[Opening Task data section]
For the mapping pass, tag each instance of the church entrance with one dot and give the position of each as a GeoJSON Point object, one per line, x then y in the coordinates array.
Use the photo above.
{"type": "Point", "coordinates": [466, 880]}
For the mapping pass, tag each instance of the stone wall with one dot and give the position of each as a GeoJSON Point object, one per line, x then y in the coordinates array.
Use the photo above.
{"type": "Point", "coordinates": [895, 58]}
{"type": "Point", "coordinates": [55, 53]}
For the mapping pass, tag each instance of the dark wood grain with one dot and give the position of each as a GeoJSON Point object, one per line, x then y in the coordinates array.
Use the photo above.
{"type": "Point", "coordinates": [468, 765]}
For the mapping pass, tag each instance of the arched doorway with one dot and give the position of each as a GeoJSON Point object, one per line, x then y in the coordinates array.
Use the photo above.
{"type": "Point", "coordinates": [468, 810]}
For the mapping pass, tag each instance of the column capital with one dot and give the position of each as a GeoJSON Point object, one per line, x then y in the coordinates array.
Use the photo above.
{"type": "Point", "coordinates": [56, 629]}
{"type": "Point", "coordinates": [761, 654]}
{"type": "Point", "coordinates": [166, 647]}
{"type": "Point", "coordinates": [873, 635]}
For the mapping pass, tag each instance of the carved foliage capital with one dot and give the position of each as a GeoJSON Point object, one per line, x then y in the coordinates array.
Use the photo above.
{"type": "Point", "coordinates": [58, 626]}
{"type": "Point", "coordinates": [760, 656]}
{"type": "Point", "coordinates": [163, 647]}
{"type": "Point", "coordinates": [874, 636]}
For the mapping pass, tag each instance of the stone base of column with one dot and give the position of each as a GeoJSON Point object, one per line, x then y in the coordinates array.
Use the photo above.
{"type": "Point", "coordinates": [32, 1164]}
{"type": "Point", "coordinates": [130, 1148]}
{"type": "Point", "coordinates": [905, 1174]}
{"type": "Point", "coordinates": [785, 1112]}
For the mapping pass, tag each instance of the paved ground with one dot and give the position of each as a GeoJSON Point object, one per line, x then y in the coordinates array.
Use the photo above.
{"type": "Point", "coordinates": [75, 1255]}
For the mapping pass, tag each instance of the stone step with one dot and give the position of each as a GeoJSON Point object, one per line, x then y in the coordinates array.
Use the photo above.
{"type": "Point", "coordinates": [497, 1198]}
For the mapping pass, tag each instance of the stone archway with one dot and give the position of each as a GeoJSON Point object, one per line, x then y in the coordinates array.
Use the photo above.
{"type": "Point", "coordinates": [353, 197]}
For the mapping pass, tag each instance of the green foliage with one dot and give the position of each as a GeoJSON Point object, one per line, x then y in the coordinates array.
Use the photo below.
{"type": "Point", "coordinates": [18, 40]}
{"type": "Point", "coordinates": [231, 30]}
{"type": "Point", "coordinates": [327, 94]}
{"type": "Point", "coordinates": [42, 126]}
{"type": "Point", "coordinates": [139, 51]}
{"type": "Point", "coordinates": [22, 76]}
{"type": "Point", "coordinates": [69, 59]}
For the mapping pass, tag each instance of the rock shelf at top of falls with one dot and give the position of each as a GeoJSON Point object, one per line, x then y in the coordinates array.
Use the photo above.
[Closing Task data section]
_What the task requires_:
Write out every record shown above, word for word.

_Task output_:
For the mapping pass, tag each instance of the church entrance with one dot and give the position of each as a GeoJSON Point object, one per line, x then y in the coordinates array.
Use the photo above.
{"type": "Point", "coordinates": [466, 880]}
For the mapping pass, tag each instance of the stone wall with one dot and give the position of each as a GeoJSON Point object, one per line, x then y in the coordinates array.
Use the photo above.
{"type": "Point", "coordinates": [895, 58]}
{"type": "Point", "coordinates": [55, 53]}
For the mapping pass, tag each instance of the dark wood grain with one dot and give the position of each as a GeoJSON Point object, one per line, x then y in the coordinates array.
Use the photo above.
{"type": "Point", "coordinates": [468, 765]}
For the mapping pass, tag each instance of the arched doorway with one dot and give the position of each as a GeoJSON Point object, one per line, x then y in the coordinates array.
Use the photo above.
{"type": "Point", "coordinates": [468, 810]}
For the mapping pass, tag each instance of the column capital with one dot and give the position of each as a GeoJSON Point object, one per line, x then y in the coordinates array.
Use the photo above.
{"type": "Point", "coordinates": [56, 629]}
{"type": "Point", "coordinates": [761, 654]}
{"type": "Point", "coordinates": [166, 647]}
{"type": "Point", "coordinates": [873, 635]}
For the mapping pass, tag each instance of the carved foliage capital with one dot and give the position of each as a GeoJSON Point object, one per line, x then y in the coordinates array.
Use the photo above.
{"type": "Point", "coordinates": [58, 626]}
{"type": "Point", "coordinates": [760, 656]}
{"type": "Point", "coordinates": [163, 647]}
{"type": "Point", "coordinates": [874, 636]}
For the mapping pass, tag each instance of the stone base of column with one dot and give the position of each as a GeoJSON Point object, one per line, x then y in the coordinates array.
Use the photo above.
{"type": "Point", "coordinates": [32, 1164]}
{"type": "Point", "coordinates": [130, 1148]}
{"type": "Point", "coordinates": [905, 1174]}
{"type": "Point", "coordinates": [785, 1112]}
For the mapping pass, tag each instance of the paved ground with one dot and give the position of each as a GeoJSON Point object, one per line, x then y in the coordinates array.
Use the photo above.
{"type": "Point", "coordinates": [75, 1255]}
For the mapping pass, tag each instance of the stone step with one dot and give the position of each as a GeoJSON Point object, one per line, x then y in the coordinates array.
Use the photo above.
{"type": "Point", "coordinates": [497, 1198]}
For the mapping pass, tag each instance of the stone archway with one dot and give the position of each as a GeoJSON Point object, one per line, x then y in the coordinates array.
Use the photo above.
{"type": "Point", "coordinates": [353, 197]}
For the mapping pass, tag each instance of the green foliage with one dot and give the position of each as a GeoJSON Point object, one per line, x then y in the coordinates array.
Use the photo below.
{"type": "Point", "coordinates": [18, 40]}
{"type": "Point", "coordinates": [231, 30]}
{"type": "Point", "coordinates": [327, 94]}
{"type": "Point", "coordinates": [42, 126]}
{"type": "Point", "coordinates": [139, 51]}
{"type": "Point", "coordinates": [22, 76]}
{"type": "Point", "coordinates": [69, 59]}
For the mapping pass, tag each instance of the rock shelf at top of falls with one dot and give the position of each as a GeoJSON Point object, one per line, x then y in the coordinates array.
Use the photo above.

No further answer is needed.